THE TASK>
Put every line of the items below into a JSON list of strings, one string per line, and leave out the blank lines.

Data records
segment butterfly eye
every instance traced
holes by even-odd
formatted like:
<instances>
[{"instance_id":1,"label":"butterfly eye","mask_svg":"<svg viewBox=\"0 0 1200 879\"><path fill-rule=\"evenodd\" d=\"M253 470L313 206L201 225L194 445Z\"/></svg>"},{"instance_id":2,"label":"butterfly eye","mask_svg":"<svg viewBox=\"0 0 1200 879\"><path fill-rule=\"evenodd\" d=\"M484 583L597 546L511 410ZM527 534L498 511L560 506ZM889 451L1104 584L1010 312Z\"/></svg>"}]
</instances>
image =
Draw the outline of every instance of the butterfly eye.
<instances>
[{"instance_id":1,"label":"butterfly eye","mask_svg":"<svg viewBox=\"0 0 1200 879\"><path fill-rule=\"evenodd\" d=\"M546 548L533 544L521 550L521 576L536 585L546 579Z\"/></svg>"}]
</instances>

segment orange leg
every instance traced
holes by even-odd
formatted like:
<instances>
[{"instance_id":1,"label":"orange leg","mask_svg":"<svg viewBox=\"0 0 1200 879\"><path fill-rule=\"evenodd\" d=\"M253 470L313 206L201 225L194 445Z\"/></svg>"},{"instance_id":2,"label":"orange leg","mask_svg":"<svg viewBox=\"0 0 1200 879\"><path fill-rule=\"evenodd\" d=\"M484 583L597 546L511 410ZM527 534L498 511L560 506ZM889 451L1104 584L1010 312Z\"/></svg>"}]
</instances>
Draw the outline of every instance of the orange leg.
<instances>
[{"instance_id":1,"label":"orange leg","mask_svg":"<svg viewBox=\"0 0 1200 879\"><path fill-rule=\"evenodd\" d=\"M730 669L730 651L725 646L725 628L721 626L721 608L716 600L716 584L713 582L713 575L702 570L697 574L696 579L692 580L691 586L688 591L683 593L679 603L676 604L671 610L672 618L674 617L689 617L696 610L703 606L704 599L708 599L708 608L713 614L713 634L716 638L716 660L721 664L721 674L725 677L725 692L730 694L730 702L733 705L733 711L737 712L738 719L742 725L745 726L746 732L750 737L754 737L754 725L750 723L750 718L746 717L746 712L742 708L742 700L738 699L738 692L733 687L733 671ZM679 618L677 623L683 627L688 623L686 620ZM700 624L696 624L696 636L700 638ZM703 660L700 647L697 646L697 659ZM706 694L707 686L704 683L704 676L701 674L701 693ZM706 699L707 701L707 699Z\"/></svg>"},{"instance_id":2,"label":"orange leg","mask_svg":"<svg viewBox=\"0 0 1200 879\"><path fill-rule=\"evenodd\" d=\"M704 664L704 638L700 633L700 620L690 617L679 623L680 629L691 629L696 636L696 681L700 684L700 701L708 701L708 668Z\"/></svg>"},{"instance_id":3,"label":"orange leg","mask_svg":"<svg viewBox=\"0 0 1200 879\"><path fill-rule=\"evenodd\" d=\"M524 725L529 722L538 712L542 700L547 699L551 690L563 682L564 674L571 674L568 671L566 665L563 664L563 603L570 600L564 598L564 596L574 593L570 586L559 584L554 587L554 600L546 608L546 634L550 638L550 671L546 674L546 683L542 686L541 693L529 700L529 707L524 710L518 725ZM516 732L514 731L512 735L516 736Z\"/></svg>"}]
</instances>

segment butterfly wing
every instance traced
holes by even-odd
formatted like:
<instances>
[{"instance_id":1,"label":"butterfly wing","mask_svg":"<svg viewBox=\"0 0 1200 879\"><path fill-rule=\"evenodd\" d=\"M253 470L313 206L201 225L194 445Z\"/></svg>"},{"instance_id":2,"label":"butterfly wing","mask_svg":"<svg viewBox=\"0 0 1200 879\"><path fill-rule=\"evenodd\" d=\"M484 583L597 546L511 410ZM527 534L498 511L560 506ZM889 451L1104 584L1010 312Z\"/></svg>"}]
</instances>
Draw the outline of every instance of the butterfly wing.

SOLUTION FOR THIS TASK>
[
  "segment butterfly eye",
  "every instance traced",
  "holes by even-odd",
  "formatted like:",
  "<instances>",
  "[{\"instance_id\":1,\"label\":\"butterfly eye\",\"mask_svg\":\"<svg viewBox=\\\"0 0 1200 879\\\"><path fill-rule=\\\"evenodd\\\" d=\\\"M253 470L313 206L201 225L194 445Z\\\"/></svg>\"},{\"instance_id\":2,\"label\":\"butterfly eye\",\"mask_svg\":\"<svg viewBox=\\\"0 0 1200 879\\\"><path fill-rule=\\\"evenodd\\\" d=\\\"M484 583L597 546L511 410ZM527 534L498 511L560 506ZM889 451L1104 584L1010 312Z\\\"/></svg>\"}]",
  "</instances>",
  "image =",
  "Draw the outline of every instance of the butterfly eye.",
  "<instances>",
  "[{\"instance_id\":1,\"label\":\"butterfly eye\",\"mask_svg\":\"<svg viewBox=\\\"0 0 1200 879\\\"><path fill-rule=\\\"evenodd\\\" d=\\\"M546 548L533 544L521 550L521 576L536 585L546 579Z\\\"/></svg>\"}]",
  "</instances>",
  "segment orange leg",
  "every instance traced",
  "holes by even-odd",
  "formatted like:",
  "<instances>",
  "[{\"instance_id\":1,\"label\":\"orange leg\",\"mask_svg\":\"<svg viewBox=\\\"0 0 1200 879\\\"><path fill-rule=\\\"evenodd\\\" d=\\\"M253 470L313 206L201 225L194 445Z\\\"/></svg>\"},{\"instance_id\":2,\"label\":\"orange leg\",\"mask_svg\":\"<svg viewBox=\\\"0 0 1200 879\\\"><path fill-rule=\\\"evenodd\\\" d=\\\"M484 583L597 546L511 410ZM527 534L498 511L560 506ZM889 451L1104 584L1010 312Z\\\"/></svg>\"}]",
  "</instances>",
  "Draw the outline of every instance of the orange leg.",
  "<instances>",
  "[{\"instance_id\":1,\"label\":\"orange leg\",\"mask_svg\":\"<svg viewBox=\\\"0 0 1200 879\\\"><path fill-rule=\\\"evenodd\\\" d=\\\"M730 669L730 651L725 646L725 628L721 626L721 608L716 600L716 584L713 582L713 575L702 570L697 574L696 579L692 580L691 586L688 591L683 593L679 603L676 604L671 610L672 618L674 617L689 617L696 610L703 606L704 599L708 599L708 608L713 614L713 634L716 638L716 660L721 664L721 674L725 677L725 692L730 694L730 702L733 705L733 711L737 712L738 719L742 725L745 726L746 732L750 737L754 737L754 725L750 723L750 718L746 717L746 712L742 708L742 700L738 699L738 692L733 687L733 671ZM679 618L677 623L683 627L688 623L686 620ZM700 624L696 624L696 636L700 638ZM703 660L700 647L697 646L697 659ZM706 694L707 686L704 683L704 676L701 674L701 693ZM706 699L707 701L707 699Z\\\"/></svg>\"},{\"instance_id\":2,\"label\":\"orange leg\",\"mask_svg\":\"<svg viewBox=\\\"0 0 1200 879\\\"><path fill-rule=\\\"evenodd\\\" d=\\\"M704 664L704 638L700 633L700 620L690 617L679 623L680 629L691 629L696 636L696 681L700 684L700 701L708 701L708 668Z\\\"/></svg>\"},{\"instance_id\":3,\"label\":\"orange leg\",\"mask_svg\":\"<svg viewBox=\\\"0 0 1200 879\\\"><path fill-rule=\\\"evenodd\\\" d=\\\"M524 725L529 722L538 712L542 700L547 699L551 690L563 682L564 674L571 674L568 671L566 665L563 664L563 603L570 600L564 598L564 596L574 593L570 586L559 584L554 587L554 600L546 608L546 634L550 638L550 671L546 674L546 683L542 686L541 693L529 700L529 707L524 710L518 725ZM516 732L514 731L512 735L516 736Z\\\"/></svg>\"}]",
  "</instances>",
  "segment butterfly wing",
  "every instance traced",
  "holes by even-odd",
  "formatted like:",
  "<instances>",
  "[{\"instance_id\":1,\"label\":\"butterfly wing\",\"mask_svg\":\"<svg viewBox=\\\"0 0 1200 879\\\"><path fill-rule=\\\"evenodd\\\" d=\\\"M253 470L313 206L201 225L194 445Z\\\"/></svg>\"},{\"instance_id\":2,\"label\":\"butterfly wing\",\"mask_svg\":\"<svg viewBox=\\\"0 0 1200 879\\\"><path fill-rule=\\\"evenodd\\\" d=\\\"M484 583L597 546L511 410ZM527 534L498 511L560 506ZM889 451L1104 584L1010 312Z\\\"/></svg>\"}]",
  "</instances>",
  "Draw the outline of every instance of the butterfly wing."
]